*** Opening of Text for analysis ***

The seminar is sponsored by NYU-ECNU Center for Computational Chemistry at NYU Shanghai
Abstract:
As the most abundant protein in human, collagen serves as a scaffold of biological processes in extracellular connective matrix. Collagen has also been widely utilized as bioactive cell culture substrates in tissue engineering. Here, biophysical properties of collagen were approached in two aspects (1) computational design of collagen sequences to induce the orthogonal assembly of multiple heterotrimers via electrostatic interactions(JACS, 2011, 133:15260); (2) computational modeling of collagen inter-helical interactions via shape complementarity to promote its higher-order assembly (JACS, 2013, 135:18762). With these projects, we demonstrate how computational methods could help to design collagen-based biomaterials.
Biography:
Dr. Xu received her Ph.D. in Biochemistry from Rutgers, the State University of New Jersey, at 2007 and carried out her post-doctoral research at Center for Advanced Biotechnology and Medicine at Rutgers. She was awarded with the 11th Youth One Thousand Plan at 2015, and started her own research group at School of Biotechnology, Jiangnan University in Wuxi. Her research interests are focused on computational design and experimental characterization of fibrous proteins.

*** Close of Text for analysis ***

What is needed — Can you set down, word for word, the part of the seminar announcement that opens with the words containing "The seminar is" and closes with "design collagen-based biomaterials."?

*** Opening of Data for review ***

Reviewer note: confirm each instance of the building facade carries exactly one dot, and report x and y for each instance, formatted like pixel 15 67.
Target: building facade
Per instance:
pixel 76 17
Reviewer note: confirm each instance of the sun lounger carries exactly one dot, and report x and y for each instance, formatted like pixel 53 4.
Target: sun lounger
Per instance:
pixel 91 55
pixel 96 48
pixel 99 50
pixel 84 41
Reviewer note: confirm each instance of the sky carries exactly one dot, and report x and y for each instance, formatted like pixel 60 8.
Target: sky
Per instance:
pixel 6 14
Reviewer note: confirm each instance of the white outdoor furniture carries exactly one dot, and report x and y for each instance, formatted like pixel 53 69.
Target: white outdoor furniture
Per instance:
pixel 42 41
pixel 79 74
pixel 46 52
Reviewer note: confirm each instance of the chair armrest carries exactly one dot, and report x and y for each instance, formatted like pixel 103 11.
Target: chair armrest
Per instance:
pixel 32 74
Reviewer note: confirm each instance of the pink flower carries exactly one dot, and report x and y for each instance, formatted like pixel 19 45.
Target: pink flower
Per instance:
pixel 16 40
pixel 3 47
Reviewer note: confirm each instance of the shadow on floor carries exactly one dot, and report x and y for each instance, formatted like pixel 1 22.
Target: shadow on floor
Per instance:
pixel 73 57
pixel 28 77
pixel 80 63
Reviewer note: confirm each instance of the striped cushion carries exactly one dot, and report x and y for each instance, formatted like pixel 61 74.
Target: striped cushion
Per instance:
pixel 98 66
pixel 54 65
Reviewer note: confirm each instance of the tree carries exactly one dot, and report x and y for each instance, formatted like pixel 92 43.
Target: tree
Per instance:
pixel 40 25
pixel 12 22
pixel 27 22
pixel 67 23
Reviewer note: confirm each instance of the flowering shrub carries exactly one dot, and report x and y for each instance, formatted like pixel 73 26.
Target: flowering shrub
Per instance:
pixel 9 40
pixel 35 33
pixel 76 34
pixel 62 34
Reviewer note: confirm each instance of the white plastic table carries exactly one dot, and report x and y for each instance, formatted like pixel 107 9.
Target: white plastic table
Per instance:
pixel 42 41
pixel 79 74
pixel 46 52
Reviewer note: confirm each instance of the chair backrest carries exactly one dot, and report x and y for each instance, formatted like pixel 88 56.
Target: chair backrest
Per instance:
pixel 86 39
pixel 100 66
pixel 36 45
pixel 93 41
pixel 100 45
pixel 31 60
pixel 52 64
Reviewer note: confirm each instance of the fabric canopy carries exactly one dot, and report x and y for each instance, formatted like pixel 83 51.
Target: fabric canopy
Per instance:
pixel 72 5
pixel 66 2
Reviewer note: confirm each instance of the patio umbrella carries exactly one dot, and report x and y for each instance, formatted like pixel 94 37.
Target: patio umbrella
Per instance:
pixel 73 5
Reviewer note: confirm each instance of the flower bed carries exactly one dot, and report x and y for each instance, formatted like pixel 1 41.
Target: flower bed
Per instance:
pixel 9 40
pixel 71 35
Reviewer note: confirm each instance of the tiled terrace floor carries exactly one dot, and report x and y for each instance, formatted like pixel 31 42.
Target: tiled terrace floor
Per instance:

*** Close of Data for review ***

Response area —
The seminar is sponsored by NYU-ECNU Center for Computational Chemistry at NYU Shanghai
Abstract:
As the most abundant protein in human, collagen serves as a scaffold of biological processes in extracellular connective matrix. Collagen has also been widely utilized as bioactive cell culture substrates in tissue engineering. Here, biophysical properties of collagen were approached in two aspects (1) computational design of collagen sequences to induce the orthogonal assembly of multiple heterotrimers via electrostatic interactions(JACS, 2011, 133:15260); (2) computational modeling of collagen inter-helical interactions via shape complementarity to promote its higher-order assembly (JACS, 2013, 135:18762). With these projects, we demonstrate how computational methods could help to design collagen-based biomaterials.